RECORD LIST start
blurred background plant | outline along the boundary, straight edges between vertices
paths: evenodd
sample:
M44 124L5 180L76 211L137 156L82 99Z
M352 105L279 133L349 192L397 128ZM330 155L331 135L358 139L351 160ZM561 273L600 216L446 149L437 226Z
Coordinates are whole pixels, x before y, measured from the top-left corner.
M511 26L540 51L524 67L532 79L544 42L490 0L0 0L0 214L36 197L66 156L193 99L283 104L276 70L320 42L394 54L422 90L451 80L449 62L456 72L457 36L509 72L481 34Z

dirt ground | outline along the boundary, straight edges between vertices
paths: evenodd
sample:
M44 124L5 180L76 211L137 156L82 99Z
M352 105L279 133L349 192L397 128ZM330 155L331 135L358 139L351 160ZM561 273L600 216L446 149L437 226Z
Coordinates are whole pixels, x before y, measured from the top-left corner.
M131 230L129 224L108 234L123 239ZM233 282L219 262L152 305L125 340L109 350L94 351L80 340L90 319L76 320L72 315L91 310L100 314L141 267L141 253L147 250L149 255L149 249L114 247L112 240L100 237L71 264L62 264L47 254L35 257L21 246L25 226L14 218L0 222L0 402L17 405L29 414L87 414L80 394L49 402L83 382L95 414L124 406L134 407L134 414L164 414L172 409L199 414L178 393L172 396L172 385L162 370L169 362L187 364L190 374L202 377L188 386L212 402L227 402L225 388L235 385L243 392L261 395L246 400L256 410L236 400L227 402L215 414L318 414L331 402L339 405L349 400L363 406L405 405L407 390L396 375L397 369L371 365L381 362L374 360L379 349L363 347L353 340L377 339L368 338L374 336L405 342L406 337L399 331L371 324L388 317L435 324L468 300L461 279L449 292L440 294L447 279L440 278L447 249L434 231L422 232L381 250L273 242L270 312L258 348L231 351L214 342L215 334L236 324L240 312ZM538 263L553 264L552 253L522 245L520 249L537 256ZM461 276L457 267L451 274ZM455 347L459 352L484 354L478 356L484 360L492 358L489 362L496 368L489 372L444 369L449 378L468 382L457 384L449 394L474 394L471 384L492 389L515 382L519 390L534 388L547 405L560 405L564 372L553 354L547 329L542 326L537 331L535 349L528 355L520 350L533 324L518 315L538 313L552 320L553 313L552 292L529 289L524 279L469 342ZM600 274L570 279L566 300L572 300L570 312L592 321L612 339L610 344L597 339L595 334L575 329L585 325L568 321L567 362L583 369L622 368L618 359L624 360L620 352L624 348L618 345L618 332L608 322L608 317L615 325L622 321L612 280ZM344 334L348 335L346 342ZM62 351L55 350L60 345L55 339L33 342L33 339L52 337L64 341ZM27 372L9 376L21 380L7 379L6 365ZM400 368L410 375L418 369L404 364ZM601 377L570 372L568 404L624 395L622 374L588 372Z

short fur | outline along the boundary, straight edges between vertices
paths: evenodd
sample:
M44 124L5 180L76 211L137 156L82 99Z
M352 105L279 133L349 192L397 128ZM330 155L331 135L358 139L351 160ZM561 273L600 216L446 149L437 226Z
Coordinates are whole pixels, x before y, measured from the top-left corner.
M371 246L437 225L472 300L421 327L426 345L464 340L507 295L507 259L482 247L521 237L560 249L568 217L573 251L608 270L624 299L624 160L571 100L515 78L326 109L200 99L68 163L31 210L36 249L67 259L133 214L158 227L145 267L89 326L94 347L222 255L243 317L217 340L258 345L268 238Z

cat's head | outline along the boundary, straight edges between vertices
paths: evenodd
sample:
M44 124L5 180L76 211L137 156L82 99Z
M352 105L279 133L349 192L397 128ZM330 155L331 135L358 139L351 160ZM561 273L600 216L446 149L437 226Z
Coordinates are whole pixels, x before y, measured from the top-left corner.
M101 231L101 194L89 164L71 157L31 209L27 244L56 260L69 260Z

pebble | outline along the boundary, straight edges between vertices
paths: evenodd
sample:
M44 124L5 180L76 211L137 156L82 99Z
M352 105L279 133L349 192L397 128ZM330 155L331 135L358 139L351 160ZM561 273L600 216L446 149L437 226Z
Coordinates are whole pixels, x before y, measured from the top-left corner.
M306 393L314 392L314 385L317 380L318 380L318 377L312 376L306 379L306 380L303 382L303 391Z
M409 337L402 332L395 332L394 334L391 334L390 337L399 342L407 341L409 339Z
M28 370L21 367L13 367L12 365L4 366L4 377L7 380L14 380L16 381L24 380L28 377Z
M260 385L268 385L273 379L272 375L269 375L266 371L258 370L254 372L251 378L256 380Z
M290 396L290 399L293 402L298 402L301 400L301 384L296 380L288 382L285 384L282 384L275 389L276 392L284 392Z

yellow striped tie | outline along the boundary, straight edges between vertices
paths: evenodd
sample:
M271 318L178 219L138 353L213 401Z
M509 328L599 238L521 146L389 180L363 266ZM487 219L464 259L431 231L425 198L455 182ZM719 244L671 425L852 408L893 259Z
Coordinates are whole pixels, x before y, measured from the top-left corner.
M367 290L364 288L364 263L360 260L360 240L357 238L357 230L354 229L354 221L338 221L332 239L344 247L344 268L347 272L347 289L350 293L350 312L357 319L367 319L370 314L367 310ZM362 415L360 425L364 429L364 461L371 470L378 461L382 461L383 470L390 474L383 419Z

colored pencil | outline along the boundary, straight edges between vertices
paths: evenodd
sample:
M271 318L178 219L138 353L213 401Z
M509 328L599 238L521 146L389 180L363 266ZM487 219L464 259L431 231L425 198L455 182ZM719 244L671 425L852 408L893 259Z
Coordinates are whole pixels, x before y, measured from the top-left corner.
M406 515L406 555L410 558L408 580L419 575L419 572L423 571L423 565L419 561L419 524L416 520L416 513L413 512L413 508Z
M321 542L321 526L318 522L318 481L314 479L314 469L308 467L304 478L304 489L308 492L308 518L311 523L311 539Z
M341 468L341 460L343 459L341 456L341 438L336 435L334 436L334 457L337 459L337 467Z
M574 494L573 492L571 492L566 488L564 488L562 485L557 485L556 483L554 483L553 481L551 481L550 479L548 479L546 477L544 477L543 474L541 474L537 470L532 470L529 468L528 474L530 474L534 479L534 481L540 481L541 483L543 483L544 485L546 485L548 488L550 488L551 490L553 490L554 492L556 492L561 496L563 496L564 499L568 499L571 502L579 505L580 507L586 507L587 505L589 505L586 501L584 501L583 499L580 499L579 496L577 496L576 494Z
RECORD LIST end
* WORK TO DO *
Please copy out, character for character, the lines above from the very first one through the line holding "M511 26L540 51L524", both ends included.

* EXPECTED OUTPUT *
blurred background plant | outline along the boundary, straight edges between vertices
paths: evenodd
sample:
M44 124L5 180L76 211L137 156L82 99Z
M352 105L279 133L349 192L397 128ZM330 155L331 135L358 139L351 160ZM561 273L600 216L446 149L437 226Z
Coordinates are whole pixels, x before y, measured from the top-left corner.
M511 26L540 51L524 67L532 79L544 42L490 0L0 0L0 214L36 197L66 156L193 99L283 104L276 70L320 42L394 54L422 90L451 80L449 62L456 72L457 36L509 72L481 34Z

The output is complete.